__GOAL 1__. According to the grey water passage, roughly what share of the water used in a house ends up as grey water?

Approximately 50-70% of the water used in your house results in grey water generation and not even 5% of this is recycled in urban households. This water is suitable for in-situ recycling using simple, low-cost technologies, and it is rather unfortunate that the concept is not commonplace in a water-starved country like India.

With World Water Day being observed tomorrow, and a harsh summer upon us, it’s time we look at not just using water judiciously, but also recycling what we can. Dr. P.Venkateswaran, Deputy General Manager — Operations & Maintenance, at Sri City in Andhra Pradesh, says that traditional in-built practices like landscaping with grey water and rainwater harvesting have diminished due to rapid urbanisation and the commercialisation of land. “Scientists and technocrats are working hard to find alternative ways to source fresh water, like desalination, cloud precipitation technologies, etc. But these advanced technologies are resulting in making water more expensive, artificial and unaffordable for the common man. So when we have simple, reliable, eco-friendly and cost-effective methods like recycling, why should we opt for costly technologies?”

Location identification entries
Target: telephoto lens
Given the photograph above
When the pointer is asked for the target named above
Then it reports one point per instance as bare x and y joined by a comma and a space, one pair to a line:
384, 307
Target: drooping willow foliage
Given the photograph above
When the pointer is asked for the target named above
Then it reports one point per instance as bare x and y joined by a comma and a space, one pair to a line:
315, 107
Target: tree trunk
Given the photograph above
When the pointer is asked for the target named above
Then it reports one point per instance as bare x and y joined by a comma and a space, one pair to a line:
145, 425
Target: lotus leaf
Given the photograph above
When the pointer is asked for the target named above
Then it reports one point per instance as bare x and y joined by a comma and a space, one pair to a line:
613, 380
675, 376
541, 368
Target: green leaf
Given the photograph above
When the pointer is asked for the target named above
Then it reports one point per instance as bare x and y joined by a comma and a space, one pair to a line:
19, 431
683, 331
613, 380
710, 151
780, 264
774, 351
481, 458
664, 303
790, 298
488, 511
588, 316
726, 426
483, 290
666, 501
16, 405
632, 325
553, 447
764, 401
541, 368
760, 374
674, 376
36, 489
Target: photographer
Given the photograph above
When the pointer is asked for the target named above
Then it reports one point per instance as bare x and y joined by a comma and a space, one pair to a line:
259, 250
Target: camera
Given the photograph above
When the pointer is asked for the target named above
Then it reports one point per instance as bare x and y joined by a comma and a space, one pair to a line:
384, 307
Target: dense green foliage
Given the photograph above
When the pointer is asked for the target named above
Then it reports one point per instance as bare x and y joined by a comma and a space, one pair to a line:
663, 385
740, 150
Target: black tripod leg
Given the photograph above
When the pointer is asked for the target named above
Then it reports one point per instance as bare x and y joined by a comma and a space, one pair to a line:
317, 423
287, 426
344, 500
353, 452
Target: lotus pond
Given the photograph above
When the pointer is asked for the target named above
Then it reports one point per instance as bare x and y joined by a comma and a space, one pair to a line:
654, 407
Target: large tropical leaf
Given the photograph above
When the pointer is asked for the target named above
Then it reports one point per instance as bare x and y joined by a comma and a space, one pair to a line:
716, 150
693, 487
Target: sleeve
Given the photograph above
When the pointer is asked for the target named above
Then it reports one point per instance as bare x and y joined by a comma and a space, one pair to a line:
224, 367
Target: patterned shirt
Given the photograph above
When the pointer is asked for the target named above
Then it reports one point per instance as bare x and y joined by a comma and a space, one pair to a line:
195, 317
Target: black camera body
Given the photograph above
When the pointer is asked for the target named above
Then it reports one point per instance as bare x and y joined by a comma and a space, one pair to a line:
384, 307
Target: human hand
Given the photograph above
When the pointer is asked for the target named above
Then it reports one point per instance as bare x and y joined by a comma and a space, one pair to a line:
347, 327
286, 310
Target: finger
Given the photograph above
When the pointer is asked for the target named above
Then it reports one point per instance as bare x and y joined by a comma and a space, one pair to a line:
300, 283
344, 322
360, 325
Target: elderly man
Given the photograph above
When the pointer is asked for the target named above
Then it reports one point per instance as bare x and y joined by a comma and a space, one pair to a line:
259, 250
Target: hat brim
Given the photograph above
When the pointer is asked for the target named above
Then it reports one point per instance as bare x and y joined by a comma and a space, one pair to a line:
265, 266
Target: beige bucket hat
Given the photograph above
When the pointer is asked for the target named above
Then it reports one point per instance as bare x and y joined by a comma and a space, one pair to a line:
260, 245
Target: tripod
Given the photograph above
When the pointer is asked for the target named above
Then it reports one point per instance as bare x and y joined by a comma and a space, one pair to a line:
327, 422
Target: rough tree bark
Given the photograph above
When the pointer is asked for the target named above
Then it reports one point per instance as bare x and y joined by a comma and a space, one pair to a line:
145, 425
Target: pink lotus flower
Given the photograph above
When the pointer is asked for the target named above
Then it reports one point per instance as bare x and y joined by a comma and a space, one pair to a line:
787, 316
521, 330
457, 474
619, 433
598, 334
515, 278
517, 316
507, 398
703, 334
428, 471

__GOAL 2__. Scale the records from the line containing "Target: elderly man" down through the end of the records, requests included. Multiply every coordinate in the answers by 2.6 and round to whole numbers, with halves rounded up.

__TASK ANSWER 1__. Approximately 50-70%.

__TASK ANSWER 2__.
Target: elderly man
Given the photograph above
When the pointer is asked for the target named above
Then it reports one point per instance as bare x and y joined by a comma and a space, one pair to a line:
673, 650
Target: hat brim
Given the photograph above
When the pointer is asked for the target named above
Then it reports one point per instance as bare x and y joined by a comma and a space, one pair to a line:
689, 692
Target: beige bucket hat
Given the photograph above
When the pointer is asked for the target named above
Then it reports one point per instance as bare x and y joined by a comma and a space, one pair to a line:
676, 637
Target: tripod
Given the photograph above
When the pointer is asked for the target named above
Then it reports one point per instance as bare x and y joined by a comma and a space, one pair to a line:
850, 1097
Target: rough tree bark
Given the photograph above
When the pointer is asked for the target named above
Then it reports one point per instance as bare x and y joined by a comma and a space, one pair to a line:
377, 1105
Target: pink lotus flower
Given the photograph above
When the pointer is asked for the target named above
Then it reports one point per instance as bare x and y joined by a comma and a space, one pair to a line:
2046, 822
1355, 858
1188, 1232
1609, 1126
1555, 868
1339, 723
1344, 822
1318, 1035
1828, 868
1113, 1225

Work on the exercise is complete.